◆ Task
The records below are to be restated word for word, with their images omitted.

[Records from a collection]
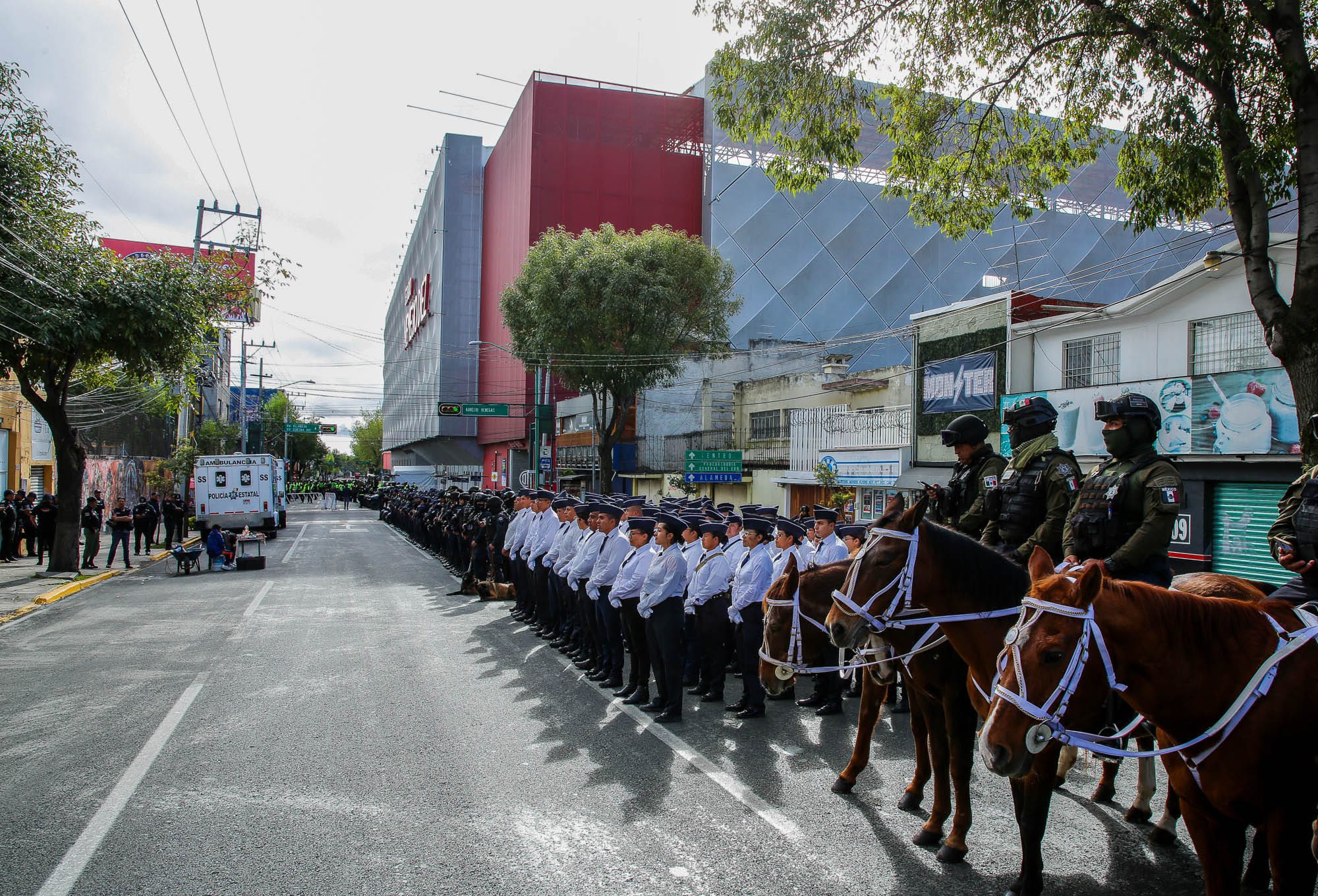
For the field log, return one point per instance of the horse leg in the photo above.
(1258, 876)
(1033, 795)
(1164, 833)
(931, 832)
(1142, 810)
(872, 703)
(1066, 762)
(961, 720)
(1106, 789)
(1218, 843)
(914, 794)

◆ Reply
For the field log, return one point per instance of the horse leg in the photo above.
(1258, 876)
(1033, 795)
(1164, 833)
(931, 832)
(1142, 810)
(872, 703)
(1066, 762)
(961, 720)
(1106, 789)
(1218, 843)
(914, 794)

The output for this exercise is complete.